▶ _WHAT IS ASKED_: Please give the entries again in full and exactly, without any picture.

▶ _DATA FOR PROCESSING_:

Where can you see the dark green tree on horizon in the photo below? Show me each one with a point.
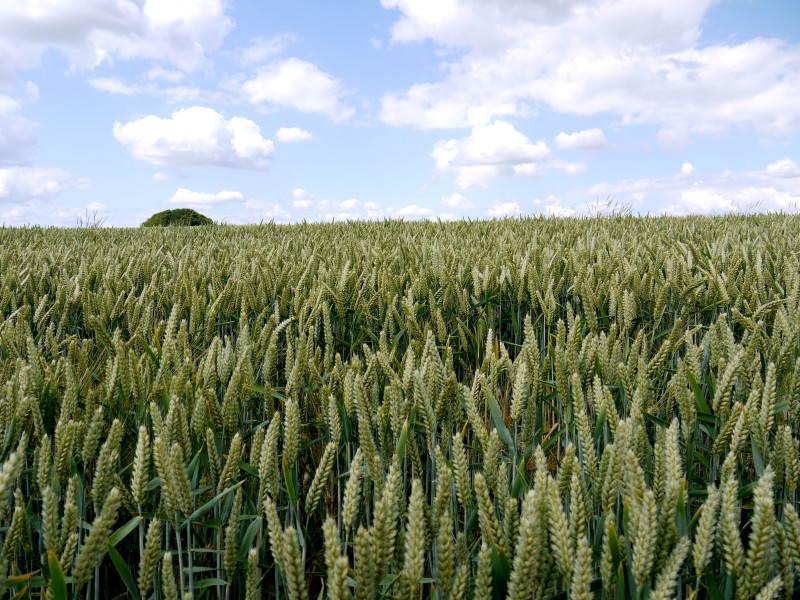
(181, 217)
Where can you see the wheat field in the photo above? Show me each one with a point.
(532, 408)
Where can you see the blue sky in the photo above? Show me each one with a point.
(291, 110)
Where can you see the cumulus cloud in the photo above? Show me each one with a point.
(679, 195)
(92, 32)
(458, 202)
(21, 184)
(293, 134)
(785, 167)
(114, 85)
(299, 85)
(641, 62)
(184, 196)
(588, 139)
(495, 150)
(262, 49)
(196, 136)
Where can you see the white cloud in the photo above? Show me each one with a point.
(299, 85)
(184, 196)
(92, 32)
(196, 136)
(293, 134)
(114, 85)
(302, 199)
(458, 202)
(21, 184)
(162, 74)
(588, 139)
(262, 49)
(504, 209)
(785, 167)
(495, 150)
(680, 194)
(641, 62)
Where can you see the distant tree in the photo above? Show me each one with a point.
(179, 216)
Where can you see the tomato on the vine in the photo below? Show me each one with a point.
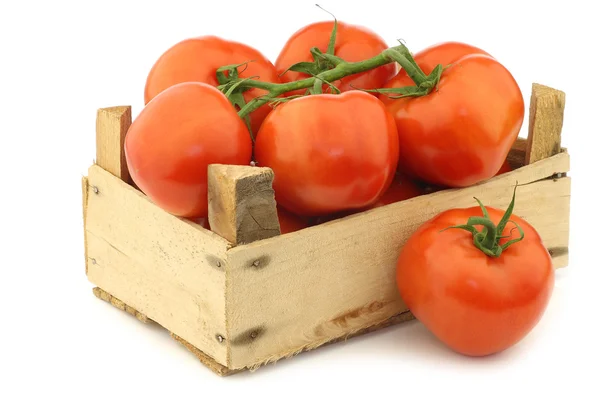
(461, 132)
(329, 153)
(402, 188)
(475, 294)
(173, 140)
(353, 43)
(197, 60)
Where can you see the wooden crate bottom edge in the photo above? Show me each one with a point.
(222, 370)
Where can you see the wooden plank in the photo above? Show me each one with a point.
(331, 280)
(241, 203)
(84, 197)
(545, 123)
(118, 303)
(167, 268)
(111, 127)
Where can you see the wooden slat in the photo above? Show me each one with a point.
(328, 281)
(168, 269)
(545, 123)
(241, 203)
(111, 127)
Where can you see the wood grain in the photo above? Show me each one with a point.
(545, 123)
(111, 127)
(241, 203)
(328, 281)
(168, 269)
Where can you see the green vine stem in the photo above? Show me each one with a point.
(400, 54)
(488, 239)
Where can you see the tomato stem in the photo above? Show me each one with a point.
(341, 69)
(488, 239)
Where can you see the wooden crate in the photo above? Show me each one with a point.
(248, 296)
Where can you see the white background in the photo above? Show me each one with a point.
(61, 61)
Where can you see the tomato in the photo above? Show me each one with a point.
(199, 58)
(402, 188)
(474, 303)
(460, 134)
(173, 140)
(353, 43)
(329, 152)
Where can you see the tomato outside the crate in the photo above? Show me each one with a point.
(474, 303)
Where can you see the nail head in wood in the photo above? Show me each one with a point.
(241, 203)
(546, 112)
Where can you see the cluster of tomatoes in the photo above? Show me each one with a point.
(331, 153)
(338, 153)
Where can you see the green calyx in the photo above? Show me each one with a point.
(326, 69)
(322, 62)
(488, 239)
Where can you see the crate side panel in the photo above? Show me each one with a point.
(300, 290)
(169, 269)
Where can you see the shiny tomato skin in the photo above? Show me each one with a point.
(402, 188)
(477, 305)
(197, 60)
(353, 43)
(443, 53)
(173, 140)
(329, 153)
(460, 134)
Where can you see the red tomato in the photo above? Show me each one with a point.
(197, 60)
(329, 152)
(353, 43)
(173, 140)
(460, 134)
(474, 303)
(402, 188)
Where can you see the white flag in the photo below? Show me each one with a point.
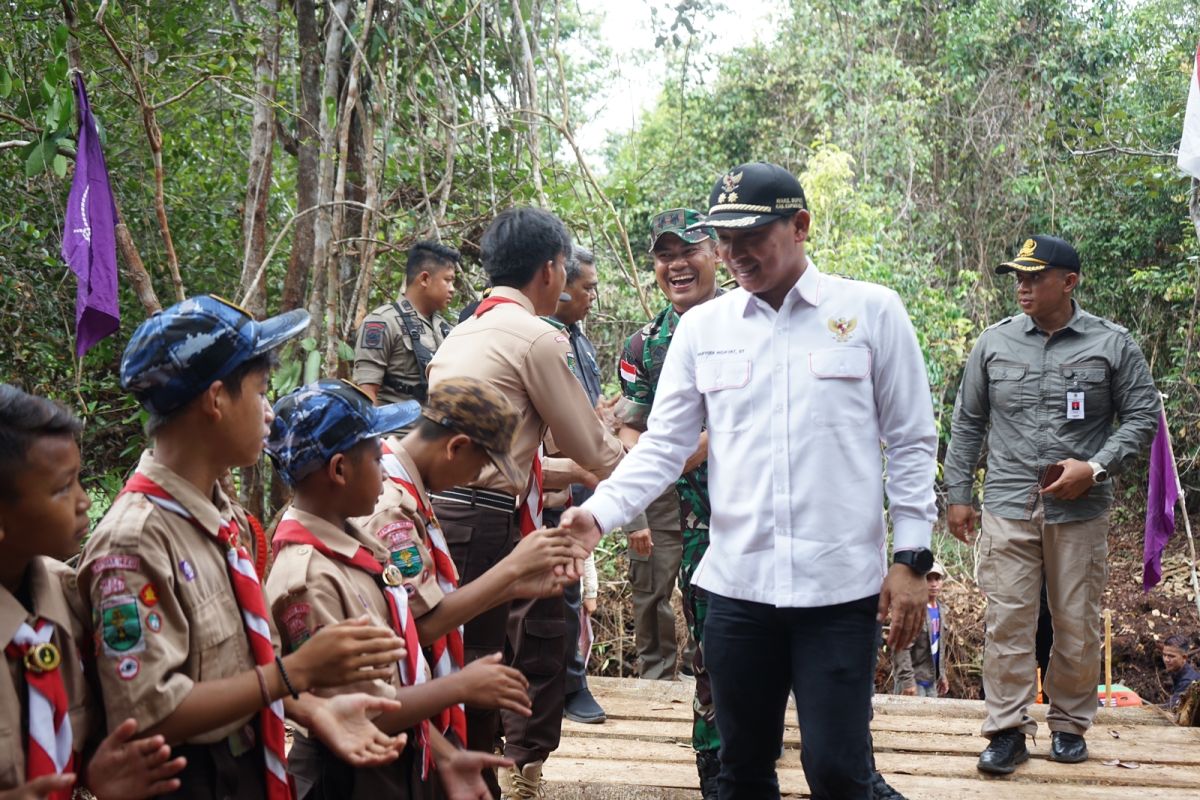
(1189, 145)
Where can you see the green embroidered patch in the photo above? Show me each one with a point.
(120, 626)
(408, 560)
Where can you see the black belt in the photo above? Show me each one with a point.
(480, 498)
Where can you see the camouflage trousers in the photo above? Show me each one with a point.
(695, 609)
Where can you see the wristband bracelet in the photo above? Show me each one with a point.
(262, 685)
(283, 674)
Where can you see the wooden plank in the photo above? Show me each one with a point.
(579, 777)
(1131, 746)
(624, 707)
(1038, 770)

▶ _PROBLEM SOLUTION_:
Where can you see the dark green tree on horizon in the photo below? Show me each one with a point.
(181, 217)
Where can you see the wheat field in the photo above? Show me each one with a point.
(532, 408)
Where can you see the blue sky in the photo above? Show me each one with a point.
(291, 110)
Where can you see the cumulus cloud in the photo above? Show me each one with a point.
(679, 195)
(92, 32)
(458, 202)
(21, 184)
(293, 134)
(785, 167)
(114, 85)
(299, 85)
(641, 62)
(184, 196)
(588, 139)
(495, 150)
(262, 49)
(196, 136)
Where can you see the white cloud in the photo above? Show me each one with a point.
(299, 85)
(184, 196)
(92, 32)
(196, 136)
(293, 134)
(114, 85)
(302, 199)
(458, 202)
(21, 184)
(162, 74)
(588, 139)
(262, 49)
(504, 209)
(785, 167)
(495, 150)
(680, 194)
(641, 62)
Where can you see the distant tree in the photo above? Show me each one with a point.
(179, 216)
Where can you see the tomato on the vine in the photo below? Show me each one with a point.
(461, 132)
(329, 153)
(402, 188)
(475, 294)
(173, 140)
(353, 43)
(197, 60)
Where can you see the wooden crate bottom edge in the photo above? Show me each one with a point.
(222, 370)
Where can you see the wooden plank in the photo above? Show me each one with a point.
(331, 280)
(241, 203)
(84, 197)
(545, 123)
(118, 303)
(167, 268)
(111, 127)
Where can you see the wooden slat in the photo above? Show me each one with a point.
(328, 281)
(168, 269)
(545, 123)
(241, 203)
(111, 127)
Where can you see the wood grain in the photo above? Show me each one with a point.
(545, 123)
(111, 127)
(241, 203)
(328, 281)
(168, 269)
Where can you see the green vine stem in the photo above? Show me each one with a point.
(400, 54)
(488, 239)
Where can you see the tomato stem in the photo above? Show me each one with a point.
(341, 69)
(488, 239)
Where can you see the wooden crate in the photo above? Show me each one with a point.
(248, 296)
Where can you see the white background in the photo above? Show me each one with a point.
(61, 61)
Where can you see the tomato in the photo above? Show me each one with a point.
(199, 58)
(402, 188)
(474, 303)
(460, 134)
(173, 140)
(353, 43)
(329, 152)
Where can you see the tomato outside the crate in the photo above? Show me each one with a point.
(474, 303)
Where can you see the nail head in wood in the photo above? Show me each one with a point.
(241, 203)
(546, 112)
Where can you see the cluster of tomatoes in the photo above? Show me each one with a point.
(331, 153)
(338, 153)
Where can you see the green calyx in the photo above? Show me each one with a point.
(326, 69)
(322, 62)
(488, 239)
Where can you see the crate side panel in the photo above? Show me each one with a point.
(300, 290)
(169, 269)
Where can you see the shiny tomato skin in the photo above? Show me each one with a point.
(402, 188)
(477, 305)
(197, 60)
(353, 43)
(443, 53)
(173, 140)
(329, 153)
(460, 134)
Where can you see the red tomato in the photo above? Show me each one with a point.
(197, 60)
(329, 152)
(353, 43)
(173, 140)
(460, 134)
(474, 303)
(402, 188)
Where can you see the white flag in the photo below? Show me each one with a point.
(1189, 145)
Where can you see the green embroidered patch in the photo above? Show me each one with a point.
(120, 626)
(408, 560)
Where can you see the black belt in the photo above? Show me each one with a point.
(480, 498)
Where can you see the camouflage trousers in the photo above? Show me each one with a point.
(695, 609)
Where can you see the wristband bracelet in the photo above? Show me each one with a point.
(262, 685)
(283, 674)
Where can you see the wooden plank in the photo above? Show me each one with a point.
(579, 777)
(1131, 746)
(624, 707)
(1038, 770)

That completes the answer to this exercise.